■ **Written task**: Transcribe everything from the line containing "Mark a point on each instance of the tall" down to the line containing "[(272, 135)]", with both of those lines included.

■ **Data records**:
## Begin
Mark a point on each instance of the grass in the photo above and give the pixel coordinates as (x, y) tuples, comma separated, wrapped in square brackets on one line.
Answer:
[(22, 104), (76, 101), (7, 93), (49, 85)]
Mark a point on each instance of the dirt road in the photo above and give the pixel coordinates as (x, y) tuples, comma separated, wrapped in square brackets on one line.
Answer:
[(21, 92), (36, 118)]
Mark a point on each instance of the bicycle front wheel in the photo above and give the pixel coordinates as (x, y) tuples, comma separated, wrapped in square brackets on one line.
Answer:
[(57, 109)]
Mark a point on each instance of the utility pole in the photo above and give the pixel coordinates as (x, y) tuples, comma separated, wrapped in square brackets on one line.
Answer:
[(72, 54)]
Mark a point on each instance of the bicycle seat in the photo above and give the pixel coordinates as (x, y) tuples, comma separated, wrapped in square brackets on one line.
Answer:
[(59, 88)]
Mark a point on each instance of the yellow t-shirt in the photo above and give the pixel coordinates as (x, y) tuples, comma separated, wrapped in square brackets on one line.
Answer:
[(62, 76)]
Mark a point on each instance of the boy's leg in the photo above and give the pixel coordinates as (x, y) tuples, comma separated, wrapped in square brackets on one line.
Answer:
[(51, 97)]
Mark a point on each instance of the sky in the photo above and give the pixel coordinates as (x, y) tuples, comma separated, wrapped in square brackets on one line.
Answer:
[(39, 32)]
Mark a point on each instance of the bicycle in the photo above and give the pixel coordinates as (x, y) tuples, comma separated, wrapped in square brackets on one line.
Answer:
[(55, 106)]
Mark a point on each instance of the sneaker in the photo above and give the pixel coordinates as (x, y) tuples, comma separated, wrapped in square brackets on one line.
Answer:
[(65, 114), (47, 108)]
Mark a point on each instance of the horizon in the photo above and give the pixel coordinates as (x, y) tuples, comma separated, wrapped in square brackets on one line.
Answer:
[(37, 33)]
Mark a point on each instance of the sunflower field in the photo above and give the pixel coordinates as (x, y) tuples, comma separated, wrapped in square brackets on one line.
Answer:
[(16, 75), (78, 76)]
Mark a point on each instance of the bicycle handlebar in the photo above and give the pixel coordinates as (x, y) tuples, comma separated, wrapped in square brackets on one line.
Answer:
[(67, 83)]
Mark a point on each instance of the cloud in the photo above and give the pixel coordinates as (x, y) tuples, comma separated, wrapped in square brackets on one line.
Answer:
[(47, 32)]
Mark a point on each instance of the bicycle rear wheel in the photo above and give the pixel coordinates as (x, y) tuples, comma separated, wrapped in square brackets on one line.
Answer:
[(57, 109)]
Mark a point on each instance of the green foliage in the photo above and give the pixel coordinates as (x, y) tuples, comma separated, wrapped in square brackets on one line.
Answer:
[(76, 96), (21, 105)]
## End
## Begin
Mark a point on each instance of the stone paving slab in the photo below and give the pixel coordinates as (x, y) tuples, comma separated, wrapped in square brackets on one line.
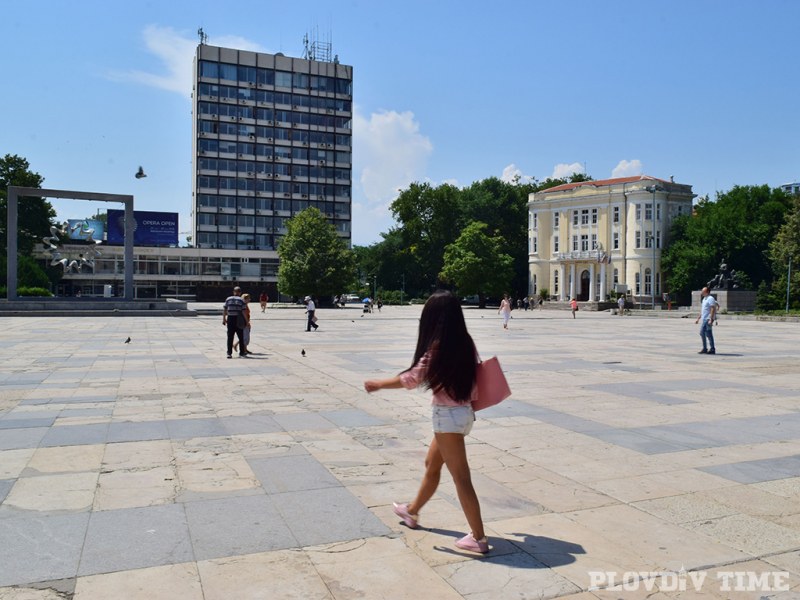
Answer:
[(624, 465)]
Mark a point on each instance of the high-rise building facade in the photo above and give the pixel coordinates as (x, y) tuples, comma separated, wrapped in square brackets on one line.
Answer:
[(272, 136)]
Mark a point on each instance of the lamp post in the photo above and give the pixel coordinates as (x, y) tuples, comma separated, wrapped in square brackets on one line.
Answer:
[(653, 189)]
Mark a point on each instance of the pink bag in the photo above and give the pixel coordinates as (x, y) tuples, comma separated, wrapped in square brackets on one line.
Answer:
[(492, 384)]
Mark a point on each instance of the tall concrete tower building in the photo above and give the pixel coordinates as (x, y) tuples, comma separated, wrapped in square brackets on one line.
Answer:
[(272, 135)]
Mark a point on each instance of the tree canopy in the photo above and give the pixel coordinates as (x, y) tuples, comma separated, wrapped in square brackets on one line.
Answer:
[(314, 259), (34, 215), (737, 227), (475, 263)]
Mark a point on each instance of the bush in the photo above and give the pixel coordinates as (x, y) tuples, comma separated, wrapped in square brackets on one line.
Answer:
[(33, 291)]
## End
■ **Solution**:
Mark a point on each instance of the tall concrete tower building in the photo above and give the pixel coordinates as (x, y) tuples, comma separated, wrapped in square brackets on one line.
Answer:
[(272, 135)]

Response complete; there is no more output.